## SOURCE TEXT

● ● ●

Having said that, we need to consider Mazlow's Hierarchy of Needs. We all remember that from school, right? Basically, Mazlow theorized that physiological and safety needs at the bottom of the pyramid have to be taken care of in order to move onto higher level concerns of belonging, self-esteem, and the ultimate self-actualization. This theory, to me, has always explained the meaning of life. Applying this model to employees in the workplace, it makes sense that certain basic needs have to be met at the bottom of the pyramid: a living wage, transportation to work, daycare/elder care for dependents, space to work, instruction/training/guidance from a supervisor, and basic equipment or tools with which to do the job. If any of those issues are not met, then expecting employees to be focused on being the best that they can be is probably not very realistic.

Employers can't solve all of the challenges of their employees personal situations, nor can they take responsibility for the issues outside the office that contribute to their employee's state of mind when they arrive for work. But many of the companies who routinely stay on the various "Best Companies to Work For" list have tried to address those bottom of the pyramid issues with things like daycare, telecommuting and flextime. Those efforts send a message about the value that company has placed on working with individual employees in order to retain them.

● ● ●

## SUPPLIED DATA
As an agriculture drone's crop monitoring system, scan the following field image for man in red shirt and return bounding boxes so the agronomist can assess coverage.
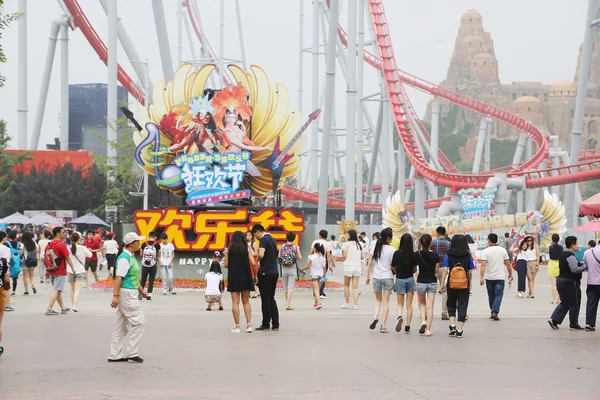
[83,230,101,287]
[44,226,75,315]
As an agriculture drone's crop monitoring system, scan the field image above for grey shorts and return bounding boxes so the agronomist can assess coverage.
[67,272,85,283]
[373,278,394,293]
[50,275,67,292]
[417,282,437,294]
[395,276,417,294]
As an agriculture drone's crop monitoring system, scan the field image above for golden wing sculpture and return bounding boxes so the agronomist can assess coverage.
[133,63,304,198]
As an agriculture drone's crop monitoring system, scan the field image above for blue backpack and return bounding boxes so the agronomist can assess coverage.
[6,241,21,279]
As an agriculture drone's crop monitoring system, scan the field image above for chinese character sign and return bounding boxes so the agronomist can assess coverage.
[175,151,250,205]
[134,207,304,251]
[133,63,304,204]
[458,188,498,218]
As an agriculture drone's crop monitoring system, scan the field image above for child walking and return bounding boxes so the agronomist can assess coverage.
[204,261,225,311]
[302,243,326,310]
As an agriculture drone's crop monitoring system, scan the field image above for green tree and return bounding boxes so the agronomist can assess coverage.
[0,0,21,87]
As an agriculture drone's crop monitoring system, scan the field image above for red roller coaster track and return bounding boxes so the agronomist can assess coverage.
[64,0,600,211]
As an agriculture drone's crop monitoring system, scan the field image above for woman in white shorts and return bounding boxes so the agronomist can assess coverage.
[342,230,365,310]
[67,232,92,312]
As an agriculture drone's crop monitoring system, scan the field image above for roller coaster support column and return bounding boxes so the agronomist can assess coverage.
[106,0,118,183]
[356,0,365,206]
[563,0,600,227]
[307,0,325,191]
[151,0,174,82]
[235,0,248,71]
[313,0,339,225]
[344,0,362,220]
[472,118,488,174]
[483,118,493,171]
[415,176,426,229]
[60,24,69,151]
[100,0,146,90]
[550,136,560,196]
[17,0,28,150]
[29,16,67,150]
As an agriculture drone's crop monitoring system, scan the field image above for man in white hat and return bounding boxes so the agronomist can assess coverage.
[108,232,148,363]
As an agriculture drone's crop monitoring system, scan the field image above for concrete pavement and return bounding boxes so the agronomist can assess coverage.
[0,269,600,400]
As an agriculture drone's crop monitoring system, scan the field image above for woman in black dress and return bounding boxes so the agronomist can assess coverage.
[225,231,257,333]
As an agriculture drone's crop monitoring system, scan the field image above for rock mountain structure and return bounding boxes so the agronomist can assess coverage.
[425,8,600,149]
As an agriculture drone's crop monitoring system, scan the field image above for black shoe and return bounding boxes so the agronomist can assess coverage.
[448,325,456,336]
[255,325,271,331]
[569,325,583,331]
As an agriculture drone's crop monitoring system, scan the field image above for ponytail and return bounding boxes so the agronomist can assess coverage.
[373,228,393,261]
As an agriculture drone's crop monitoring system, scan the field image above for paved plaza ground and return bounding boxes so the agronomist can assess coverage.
[0,268,600,400]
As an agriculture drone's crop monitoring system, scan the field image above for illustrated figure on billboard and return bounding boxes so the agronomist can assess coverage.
[212,84,273,176]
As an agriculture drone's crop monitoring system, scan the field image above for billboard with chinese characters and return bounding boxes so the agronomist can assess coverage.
[134,207,305,252]
[124,63,318,205]
[175,151,250,206]
[458,187,498,218]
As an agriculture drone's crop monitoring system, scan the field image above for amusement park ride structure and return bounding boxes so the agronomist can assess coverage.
[17,0,600,225]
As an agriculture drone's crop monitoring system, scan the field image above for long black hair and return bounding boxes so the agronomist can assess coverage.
[448,235,471,257]
[398,233,415,262]
[373,228,394,261]
[419,233,433,254]
[21,231,35,251]
[348,229,362,250]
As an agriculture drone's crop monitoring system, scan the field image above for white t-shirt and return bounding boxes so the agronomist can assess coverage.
[160,243,175,265]
[67,244,92,274]
[308,254,325,277]
[371,245,396,279]
[104,240,119,254]
[38,239,50,260]
[481,246,508,281]
[342,242,362,267]
[204,272,223,295]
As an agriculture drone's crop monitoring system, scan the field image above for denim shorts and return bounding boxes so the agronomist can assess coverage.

● ● ●

List every basic workplace need that the text about employee needs names for the bottom of the pyramid.

## RESULT FOR THIS TASK
- a living wage
- transportation to work
- daycare/elder care for dependents
- space to work
- instruction/training/guidance from a supervisor
- basic equipment or tools with which to do the job